** BEGIN Dataset records **

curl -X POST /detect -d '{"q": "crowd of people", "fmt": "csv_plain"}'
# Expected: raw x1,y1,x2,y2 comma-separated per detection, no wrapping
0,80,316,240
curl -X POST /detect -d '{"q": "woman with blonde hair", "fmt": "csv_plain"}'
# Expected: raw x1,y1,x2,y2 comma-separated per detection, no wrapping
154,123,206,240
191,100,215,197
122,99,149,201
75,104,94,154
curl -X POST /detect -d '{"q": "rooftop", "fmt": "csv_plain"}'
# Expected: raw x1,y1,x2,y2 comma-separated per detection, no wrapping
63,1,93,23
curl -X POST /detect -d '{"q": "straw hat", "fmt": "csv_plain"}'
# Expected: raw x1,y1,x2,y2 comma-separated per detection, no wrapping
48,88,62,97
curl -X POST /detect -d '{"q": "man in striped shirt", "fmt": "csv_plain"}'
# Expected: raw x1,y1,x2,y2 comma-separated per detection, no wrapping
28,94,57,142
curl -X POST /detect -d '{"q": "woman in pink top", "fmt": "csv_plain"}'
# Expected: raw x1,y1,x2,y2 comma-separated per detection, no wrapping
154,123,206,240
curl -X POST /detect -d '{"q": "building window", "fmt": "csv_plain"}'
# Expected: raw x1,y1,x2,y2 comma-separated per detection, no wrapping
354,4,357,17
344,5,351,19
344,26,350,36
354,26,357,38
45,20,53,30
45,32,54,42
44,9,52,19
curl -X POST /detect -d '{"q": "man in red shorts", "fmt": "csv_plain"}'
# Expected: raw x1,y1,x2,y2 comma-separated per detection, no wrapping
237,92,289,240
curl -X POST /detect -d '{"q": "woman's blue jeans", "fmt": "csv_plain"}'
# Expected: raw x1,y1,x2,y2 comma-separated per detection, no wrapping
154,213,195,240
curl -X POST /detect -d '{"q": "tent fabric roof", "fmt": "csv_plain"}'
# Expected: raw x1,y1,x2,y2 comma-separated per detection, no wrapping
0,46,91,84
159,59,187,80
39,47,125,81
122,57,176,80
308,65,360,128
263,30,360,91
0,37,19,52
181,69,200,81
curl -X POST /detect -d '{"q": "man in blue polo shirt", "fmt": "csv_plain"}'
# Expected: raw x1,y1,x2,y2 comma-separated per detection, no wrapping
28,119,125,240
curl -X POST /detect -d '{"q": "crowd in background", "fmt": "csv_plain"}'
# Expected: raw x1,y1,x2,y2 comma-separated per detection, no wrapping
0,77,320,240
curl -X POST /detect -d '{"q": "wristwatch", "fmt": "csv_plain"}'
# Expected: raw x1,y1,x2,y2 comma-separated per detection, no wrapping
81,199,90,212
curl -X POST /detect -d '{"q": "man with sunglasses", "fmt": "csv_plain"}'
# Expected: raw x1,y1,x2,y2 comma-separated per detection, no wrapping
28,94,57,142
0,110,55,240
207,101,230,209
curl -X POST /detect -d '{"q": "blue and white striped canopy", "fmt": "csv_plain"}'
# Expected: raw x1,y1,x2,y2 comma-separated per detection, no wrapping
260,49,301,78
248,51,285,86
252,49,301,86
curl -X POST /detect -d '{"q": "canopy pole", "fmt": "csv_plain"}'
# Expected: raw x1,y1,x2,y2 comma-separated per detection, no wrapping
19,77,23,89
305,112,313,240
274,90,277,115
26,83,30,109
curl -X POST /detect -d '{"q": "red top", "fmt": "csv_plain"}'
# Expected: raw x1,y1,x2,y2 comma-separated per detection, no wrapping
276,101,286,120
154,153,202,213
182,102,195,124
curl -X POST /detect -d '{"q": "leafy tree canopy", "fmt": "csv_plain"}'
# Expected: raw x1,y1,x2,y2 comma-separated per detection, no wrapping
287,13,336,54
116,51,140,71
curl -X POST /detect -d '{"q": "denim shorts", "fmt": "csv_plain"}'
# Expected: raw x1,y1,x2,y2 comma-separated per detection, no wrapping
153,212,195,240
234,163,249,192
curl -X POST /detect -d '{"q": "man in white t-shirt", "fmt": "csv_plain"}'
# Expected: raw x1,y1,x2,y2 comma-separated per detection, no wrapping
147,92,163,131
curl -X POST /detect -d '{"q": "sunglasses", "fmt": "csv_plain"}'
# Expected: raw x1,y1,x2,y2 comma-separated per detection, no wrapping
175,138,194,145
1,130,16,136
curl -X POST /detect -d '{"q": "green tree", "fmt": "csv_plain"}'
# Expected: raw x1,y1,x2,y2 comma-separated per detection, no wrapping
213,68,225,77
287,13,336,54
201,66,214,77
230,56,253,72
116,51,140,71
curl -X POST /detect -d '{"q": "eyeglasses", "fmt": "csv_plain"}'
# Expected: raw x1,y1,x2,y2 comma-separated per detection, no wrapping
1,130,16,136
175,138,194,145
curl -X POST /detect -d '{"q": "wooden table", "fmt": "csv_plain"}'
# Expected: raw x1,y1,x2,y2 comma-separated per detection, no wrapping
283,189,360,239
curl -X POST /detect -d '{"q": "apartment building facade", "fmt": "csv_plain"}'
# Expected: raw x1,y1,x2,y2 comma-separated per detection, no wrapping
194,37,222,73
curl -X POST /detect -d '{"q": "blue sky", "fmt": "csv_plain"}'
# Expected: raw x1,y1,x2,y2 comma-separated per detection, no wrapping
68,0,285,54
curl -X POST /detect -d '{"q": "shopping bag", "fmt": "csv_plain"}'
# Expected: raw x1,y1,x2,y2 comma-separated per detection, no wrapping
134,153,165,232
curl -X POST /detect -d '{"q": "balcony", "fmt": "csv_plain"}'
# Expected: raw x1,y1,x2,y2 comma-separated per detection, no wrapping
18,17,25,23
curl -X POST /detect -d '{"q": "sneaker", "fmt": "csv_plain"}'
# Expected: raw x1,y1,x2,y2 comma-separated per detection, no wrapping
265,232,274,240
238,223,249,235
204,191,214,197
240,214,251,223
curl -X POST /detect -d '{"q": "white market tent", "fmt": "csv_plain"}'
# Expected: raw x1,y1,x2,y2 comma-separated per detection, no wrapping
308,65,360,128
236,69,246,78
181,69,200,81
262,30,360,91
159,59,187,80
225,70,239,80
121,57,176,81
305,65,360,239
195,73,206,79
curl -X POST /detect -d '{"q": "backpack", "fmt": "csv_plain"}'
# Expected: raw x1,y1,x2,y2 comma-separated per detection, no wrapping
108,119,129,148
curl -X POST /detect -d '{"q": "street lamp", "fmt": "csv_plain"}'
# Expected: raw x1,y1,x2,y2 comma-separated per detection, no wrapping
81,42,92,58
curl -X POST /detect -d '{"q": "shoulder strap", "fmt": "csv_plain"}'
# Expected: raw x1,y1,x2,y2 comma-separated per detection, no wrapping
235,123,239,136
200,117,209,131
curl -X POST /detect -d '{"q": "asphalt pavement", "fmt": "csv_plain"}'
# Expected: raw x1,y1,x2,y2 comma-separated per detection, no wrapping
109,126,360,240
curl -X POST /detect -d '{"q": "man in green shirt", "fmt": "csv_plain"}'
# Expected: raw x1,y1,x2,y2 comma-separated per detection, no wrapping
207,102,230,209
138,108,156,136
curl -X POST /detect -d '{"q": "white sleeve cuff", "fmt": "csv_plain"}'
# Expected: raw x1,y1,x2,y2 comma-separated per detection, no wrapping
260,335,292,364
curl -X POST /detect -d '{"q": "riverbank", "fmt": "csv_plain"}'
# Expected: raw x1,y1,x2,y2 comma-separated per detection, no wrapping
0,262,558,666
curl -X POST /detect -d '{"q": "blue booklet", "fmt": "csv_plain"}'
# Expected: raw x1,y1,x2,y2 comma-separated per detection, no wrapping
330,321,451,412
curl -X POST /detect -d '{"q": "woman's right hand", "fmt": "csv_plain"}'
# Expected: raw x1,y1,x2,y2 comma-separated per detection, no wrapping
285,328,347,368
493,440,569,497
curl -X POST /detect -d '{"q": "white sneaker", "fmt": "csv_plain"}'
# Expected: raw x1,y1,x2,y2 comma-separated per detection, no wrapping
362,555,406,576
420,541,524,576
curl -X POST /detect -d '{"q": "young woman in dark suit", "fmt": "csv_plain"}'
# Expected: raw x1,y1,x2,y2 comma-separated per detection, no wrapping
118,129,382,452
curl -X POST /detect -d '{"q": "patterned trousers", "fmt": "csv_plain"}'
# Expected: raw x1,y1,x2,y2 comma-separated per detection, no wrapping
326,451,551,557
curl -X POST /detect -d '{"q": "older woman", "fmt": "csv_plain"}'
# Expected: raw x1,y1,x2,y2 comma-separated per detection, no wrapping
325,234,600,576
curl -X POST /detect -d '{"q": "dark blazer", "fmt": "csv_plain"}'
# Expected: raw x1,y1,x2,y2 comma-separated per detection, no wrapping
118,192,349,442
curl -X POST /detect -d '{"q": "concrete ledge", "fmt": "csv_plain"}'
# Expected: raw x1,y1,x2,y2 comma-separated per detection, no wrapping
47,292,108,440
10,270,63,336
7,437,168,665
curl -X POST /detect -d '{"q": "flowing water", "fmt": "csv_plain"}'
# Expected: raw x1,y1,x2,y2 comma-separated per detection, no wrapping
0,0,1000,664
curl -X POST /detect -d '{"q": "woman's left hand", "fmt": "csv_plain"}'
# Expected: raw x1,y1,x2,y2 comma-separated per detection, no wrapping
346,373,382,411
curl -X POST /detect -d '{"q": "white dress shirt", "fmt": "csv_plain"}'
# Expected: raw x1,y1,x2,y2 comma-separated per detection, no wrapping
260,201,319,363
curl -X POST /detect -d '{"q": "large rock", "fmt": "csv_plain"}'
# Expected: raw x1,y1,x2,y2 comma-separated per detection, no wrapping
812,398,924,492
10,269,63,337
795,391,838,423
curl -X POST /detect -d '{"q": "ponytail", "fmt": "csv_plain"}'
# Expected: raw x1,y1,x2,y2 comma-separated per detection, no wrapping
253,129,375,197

** END Dataset records **

Exercise goal: Report each line of the data above that contains the word "with", copying every such line in full.

Response below:
curl -X POST /detect -d '{"q": "woman with blonde hair", "fmt": "csv_plain"}'
curl -X POST /detect -d '{"q": "man with sunglasses", "fmt": "csv_plain"}'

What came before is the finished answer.